**TASK LIST:**
(1) Answer these from the golf interview, one line each:
(a) To which city did CL fly for a teaching seminar, and who put that seminar on?
(b) How many hours a week was CL spending on teaching while also working for the operation?
(c) What reason does CL give for presenting Spanish Oak's Director of Golf with the opportunity to teach full-time?
(2) Continue the golf interview from where it stops.

EXCERPTED TEXT START

CL Being an electrician.
RV I’m not surprised.
CL I figured, “I can play golf, so I definitely know how to teach golf.” So I get out there, and it’s the hardest thing I’ve ever done in my life. I didn’t know anything about the golf swing. I just knew that I could hit the ball.
I was embarrassed and felt like I was cheating the person in front of me. I went home that day and I said, “I’ll never do that again.” [So] I emailed some guys I thought would be interesting to learn from, and I would fly to different cities. I flew to Charlotte to attend a teaching seminar that Jason Sutton put on, and Cameron McCormick, James Ridyard, John Graham, and Andrew Rice were there. I started studying the game and how to teach it.
RV When you started teaching, did you know you wanted to make a career out of it?
CL Not necessarily. I just knew that I was helping people. I would be working 45, 50 hours a week for the operation, and 30 or 40 hours a week teaching. I was working 90 hours a week, and I was more excited to teach a lesson on my day off than I was to take the balls out to No. 7 for Mr. So-and-So.
Then I presented Spanish Oak’s Director of Golf an opportunity for me to teach full-time because they didn’t have a female professional on staff.
RV And the rest is history. You teach everyone from beginners to plus handicaps. How do you help people through those same frustrations that turned you off from the game?

EXCERPTED TEXT END
SOURCE DATA START

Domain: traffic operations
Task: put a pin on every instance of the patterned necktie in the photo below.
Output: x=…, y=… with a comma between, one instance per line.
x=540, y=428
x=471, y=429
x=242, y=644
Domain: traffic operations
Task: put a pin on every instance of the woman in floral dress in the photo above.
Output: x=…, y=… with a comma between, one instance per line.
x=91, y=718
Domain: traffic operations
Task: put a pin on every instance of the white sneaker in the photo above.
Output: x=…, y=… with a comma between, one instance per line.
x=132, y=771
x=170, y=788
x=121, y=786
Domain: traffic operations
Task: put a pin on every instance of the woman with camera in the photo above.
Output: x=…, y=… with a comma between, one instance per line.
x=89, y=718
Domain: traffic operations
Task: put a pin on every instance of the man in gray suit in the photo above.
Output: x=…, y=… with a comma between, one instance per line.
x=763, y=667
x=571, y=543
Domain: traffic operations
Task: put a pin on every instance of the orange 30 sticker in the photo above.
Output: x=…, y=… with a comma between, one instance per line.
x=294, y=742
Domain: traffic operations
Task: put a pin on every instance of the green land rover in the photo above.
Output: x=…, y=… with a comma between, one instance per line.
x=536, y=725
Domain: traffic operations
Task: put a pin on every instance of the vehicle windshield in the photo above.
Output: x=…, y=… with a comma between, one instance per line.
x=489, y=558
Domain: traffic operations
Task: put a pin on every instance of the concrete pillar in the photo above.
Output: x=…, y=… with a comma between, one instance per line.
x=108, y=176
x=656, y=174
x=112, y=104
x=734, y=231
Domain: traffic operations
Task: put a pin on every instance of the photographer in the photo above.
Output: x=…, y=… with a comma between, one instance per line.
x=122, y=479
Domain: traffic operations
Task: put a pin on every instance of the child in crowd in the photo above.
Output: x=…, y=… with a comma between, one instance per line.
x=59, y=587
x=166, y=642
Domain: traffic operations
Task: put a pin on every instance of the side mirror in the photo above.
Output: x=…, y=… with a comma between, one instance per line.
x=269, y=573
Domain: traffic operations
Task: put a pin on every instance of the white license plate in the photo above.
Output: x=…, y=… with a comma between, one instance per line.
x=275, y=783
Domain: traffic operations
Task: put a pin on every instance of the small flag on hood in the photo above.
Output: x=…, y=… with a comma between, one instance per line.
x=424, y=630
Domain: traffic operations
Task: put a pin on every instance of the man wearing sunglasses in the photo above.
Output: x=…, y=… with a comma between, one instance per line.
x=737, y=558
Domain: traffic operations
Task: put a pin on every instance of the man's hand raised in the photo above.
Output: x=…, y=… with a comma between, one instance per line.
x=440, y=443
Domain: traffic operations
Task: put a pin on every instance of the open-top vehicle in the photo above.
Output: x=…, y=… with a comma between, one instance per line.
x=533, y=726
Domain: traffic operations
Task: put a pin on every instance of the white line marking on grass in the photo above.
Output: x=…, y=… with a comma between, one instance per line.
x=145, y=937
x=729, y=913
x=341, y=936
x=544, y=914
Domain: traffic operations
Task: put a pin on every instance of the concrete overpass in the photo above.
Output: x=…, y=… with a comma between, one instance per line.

SOURCE DATA END

**OUTPUTS BY TASK:**
(1)
(a) Charlotte; Jason Sutton put it on.
(b) 30 or 40 hours a week.
(c) Spanish Oak didn't have a female professional on staff.

(2)
CL It’s really hard, but I try to put it in perspective. Let’s say I have someone who’s training for the U.S. Mid-Am: They put so much pressure on themselves. I don’t need to put more pressure on them. I need to give them ways to manage the pressure and make clear decisions. That’s where I failed as a player. If you walk away hating it, then we fail.
RV It almost sounds as if you never really truly fell in love with the game until you started teaching. Is that fair?
CL Oh, absolutely. I wish I had the opportunity to experience the love of golf first. It’s not on my parents, it’s not on my teachers, it’s not on any of my experiences—I think it’s just on the framework of how we did it.
But I now have that experience where I can take all of these juniors and all of these adults and frame it better for them. I encounter a lot of beginner golfers. I have these kids that come into my classes, and I’m the first experience at an instructional level outside of their parents. And no offense to all the dads out there trying to help their kids, but you can’t teach a little four, five, six-year-old like you teach an adult. Their brains aren’t equipped to handle that information.
So it’s a little gut-wrenching. I’ll be teaching on a Sunday and see one side of the range packed with dads and kids, and I just want to tell everyone to stop what they’re doing and leave their kids with me. Because I want them to love the game first, and get good at it later.
RV Shifting gears a bit. How is the golf world different now, especially with social media, than it was when you were growing up?
CL Oh, it’s incredible. Twenty-five years ago, if you said, “Hey, I’m traveling to San Antonio to play golf with 75 strangers that I know from the internet,” people would think you were insane.
RV Is this a cult? Is there going to be Kool-Aid?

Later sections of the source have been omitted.